*DATASET ENTRIES*
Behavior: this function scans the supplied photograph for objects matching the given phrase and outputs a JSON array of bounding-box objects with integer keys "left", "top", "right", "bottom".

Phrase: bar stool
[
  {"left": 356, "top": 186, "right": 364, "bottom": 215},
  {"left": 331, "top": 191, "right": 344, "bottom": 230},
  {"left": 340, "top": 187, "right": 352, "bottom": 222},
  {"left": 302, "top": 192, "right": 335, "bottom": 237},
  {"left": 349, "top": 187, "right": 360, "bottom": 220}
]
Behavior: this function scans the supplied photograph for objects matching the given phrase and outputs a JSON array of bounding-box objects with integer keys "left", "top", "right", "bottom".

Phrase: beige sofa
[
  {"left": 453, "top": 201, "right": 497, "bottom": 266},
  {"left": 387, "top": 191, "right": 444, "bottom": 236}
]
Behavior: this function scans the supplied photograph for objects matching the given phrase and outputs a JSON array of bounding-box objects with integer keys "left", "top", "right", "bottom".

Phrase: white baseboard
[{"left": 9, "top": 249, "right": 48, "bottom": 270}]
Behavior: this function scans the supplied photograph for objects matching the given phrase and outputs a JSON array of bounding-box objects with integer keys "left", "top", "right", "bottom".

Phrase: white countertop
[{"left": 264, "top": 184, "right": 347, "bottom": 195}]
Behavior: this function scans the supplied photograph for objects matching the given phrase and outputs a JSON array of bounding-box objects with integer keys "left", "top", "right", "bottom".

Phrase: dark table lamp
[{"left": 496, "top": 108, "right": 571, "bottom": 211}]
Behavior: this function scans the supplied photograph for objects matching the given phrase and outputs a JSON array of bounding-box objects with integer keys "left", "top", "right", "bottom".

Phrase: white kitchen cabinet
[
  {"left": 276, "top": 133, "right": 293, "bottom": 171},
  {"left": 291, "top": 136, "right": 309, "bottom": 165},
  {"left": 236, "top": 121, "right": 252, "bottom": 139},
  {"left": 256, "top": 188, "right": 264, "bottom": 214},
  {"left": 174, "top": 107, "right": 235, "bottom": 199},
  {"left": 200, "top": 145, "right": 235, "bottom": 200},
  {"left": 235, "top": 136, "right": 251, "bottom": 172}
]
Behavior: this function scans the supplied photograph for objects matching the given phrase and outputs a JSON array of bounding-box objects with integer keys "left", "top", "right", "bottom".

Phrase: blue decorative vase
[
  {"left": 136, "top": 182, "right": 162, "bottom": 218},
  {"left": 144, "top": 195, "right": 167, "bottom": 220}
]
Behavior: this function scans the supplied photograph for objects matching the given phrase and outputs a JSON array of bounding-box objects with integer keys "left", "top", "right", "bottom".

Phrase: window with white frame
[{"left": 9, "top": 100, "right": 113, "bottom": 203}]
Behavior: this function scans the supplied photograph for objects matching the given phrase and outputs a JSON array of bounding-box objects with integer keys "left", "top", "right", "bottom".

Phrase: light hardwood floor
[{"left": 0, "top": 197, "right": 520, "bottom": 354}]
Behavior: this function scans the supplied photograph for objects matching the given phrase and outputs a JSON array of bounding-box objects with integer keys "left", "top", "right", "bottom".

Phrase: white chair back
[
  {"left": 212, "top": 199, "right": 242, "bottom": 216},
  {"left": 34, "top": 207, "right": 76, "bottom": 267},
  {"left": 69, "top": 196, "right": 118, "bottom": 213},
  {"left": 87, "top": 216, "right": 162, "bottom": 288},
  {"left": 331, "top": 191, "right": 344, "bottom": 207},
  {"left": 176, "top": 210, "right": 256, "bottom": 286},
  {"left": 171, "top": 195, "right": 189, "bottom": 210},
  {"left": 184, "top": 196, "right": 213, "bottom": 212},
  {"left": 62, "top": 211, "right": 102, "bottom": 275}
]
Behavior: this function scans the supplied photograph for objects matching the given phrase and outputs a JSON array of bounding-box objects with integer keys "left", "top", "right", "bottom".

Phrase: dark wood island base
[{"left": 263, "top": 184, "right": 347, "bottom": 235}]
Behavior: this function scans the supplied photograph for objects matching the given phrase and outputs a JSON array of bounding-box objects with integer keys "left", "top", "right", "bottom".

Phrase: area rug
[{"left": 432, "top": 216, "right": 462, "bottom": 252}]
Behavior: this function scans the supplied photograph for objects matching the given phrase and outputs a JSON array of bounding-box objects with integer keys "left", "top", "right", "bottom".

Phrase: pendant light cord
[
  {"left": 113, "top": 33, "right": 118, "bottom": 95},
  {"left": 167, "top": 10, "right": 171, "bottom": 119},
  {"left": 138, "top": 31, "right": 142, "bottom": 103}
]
==
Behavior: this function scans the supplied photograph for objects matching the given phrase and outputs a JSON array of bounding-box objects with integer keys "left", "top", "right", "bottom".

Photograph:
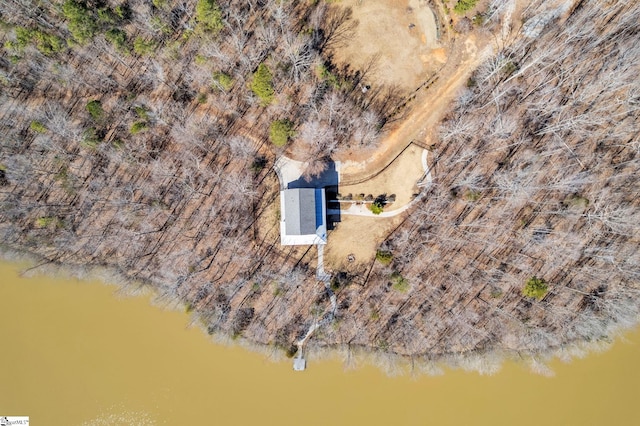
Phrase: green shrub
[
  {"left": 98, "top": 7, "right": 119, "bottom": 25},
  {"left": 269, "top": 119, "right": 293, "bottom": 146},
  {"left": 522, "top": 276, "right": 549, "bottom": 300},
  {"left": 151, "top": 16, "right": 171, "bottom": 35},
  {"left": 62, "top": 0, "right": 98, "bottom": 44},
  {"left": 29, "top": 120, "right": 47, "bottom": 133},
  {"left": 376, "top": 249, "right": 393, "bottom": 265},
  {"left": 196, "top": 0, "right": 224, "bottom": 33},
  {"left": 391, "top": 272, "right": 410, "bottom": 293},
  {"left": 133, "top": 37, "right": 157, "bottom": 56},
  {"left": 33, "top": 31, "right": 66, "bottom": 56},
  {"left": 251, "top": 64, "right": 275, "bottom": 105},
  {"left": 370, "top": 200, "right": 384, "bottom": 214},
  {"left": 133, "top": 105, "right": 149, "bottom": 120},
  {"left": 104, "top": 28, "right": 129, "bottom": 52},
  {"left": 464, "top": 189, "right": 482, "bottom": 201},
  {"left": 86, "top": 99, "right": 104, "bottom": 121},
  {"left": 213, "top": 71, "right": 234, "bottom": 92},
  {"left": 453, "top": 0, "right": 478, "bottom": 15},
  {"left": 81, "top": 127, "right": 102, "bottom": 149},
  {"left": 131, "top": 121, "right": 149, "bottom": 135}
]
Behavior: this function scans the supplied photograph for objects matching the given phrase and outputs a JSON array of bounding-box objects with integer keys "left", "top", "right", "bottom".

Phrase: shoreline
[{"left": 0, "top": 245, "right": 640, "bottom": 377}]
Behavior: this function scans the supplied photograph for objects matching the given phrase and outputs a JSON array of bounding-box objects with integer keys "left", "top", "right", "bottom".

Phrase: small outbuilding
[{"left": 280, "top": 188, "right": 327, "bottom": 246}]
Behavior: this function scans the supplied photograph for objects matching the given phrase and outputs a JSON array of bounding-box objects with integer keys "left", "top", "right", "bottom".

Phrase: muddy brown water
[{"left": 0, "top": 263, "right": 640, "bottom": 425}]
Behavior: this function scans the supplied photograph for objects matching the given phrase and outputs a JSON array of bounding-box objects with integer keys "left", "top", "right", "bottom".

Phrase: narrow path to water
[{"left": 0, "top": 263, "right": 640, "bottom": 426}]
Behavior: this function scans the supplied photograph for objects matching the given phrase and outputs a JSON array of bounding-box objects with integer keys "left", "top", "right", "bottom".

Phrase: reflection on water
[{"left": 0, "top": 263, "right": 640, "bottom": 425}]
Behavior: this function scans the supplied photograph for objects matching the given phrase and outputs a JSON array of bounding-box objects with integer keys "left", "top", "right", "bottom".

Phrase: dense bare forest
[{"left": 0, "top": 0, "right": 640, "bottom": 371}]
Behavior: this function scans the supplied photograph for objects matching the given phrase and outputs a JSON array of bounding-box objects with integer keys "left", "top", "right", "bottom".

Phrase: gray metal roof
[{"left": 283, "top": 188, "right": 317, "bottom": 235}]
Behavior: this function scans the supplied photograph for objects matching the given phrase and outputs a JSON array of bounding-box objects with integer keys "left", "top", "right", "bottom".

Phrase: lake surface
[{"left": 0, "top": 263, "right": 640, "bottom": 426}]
--
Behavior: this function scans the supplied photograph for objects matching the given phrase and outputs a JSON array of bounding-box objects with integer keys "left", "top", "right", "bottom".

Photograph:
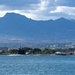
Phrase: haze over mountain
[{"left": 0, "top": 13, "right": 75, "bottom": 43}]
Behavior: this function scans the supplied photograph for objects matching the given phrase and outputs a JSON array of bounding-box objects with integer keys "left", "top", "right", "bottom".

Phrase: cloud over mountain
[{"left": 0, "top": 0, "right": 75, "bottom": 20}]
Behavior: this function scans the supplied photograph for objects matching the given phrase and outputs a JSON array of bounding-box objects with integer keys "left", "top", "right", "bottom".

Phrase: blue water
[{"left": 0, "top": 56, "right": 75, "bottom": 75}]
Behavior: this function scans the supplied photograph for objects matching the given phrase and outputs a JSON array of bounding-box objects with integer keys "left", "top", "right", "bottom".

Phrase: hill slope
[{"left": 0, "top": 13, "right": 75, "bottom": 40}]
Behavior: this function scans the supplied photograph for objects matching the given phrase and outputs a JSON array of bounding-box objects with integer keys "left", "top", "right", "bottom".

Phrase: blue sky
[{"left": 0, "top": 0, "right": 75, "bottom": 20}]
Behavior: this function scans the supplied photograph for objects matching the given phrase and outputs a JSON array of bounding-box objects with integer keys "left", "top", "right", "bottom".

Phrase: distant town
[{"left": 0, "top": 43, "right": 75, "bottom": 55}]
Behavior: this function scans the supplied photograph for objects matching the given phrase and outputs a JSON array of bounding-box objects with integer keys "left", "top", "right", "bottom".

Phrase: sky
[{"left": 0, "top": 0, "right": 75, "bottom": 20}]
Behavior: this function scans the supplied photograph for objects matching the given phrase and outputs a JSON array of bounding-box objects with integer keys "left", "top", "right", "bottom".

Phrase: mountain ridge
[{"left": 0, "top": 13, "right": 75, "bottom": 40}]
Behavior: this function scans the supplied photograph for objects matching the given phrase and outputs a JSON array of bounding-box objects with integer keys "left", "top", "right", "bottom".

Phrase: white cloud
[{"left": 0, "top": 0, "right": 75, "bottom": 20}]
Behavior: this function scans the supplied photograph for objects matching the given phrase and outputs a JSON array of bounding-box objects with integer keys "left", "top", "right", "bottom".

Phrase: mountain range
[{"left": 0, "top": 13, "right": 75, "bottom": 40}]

*STATED GOAL*
Count the lines in the listing above that contain the word "blue" and reply with the number alone.

*OUTPUT OF THE EXERCISE*
3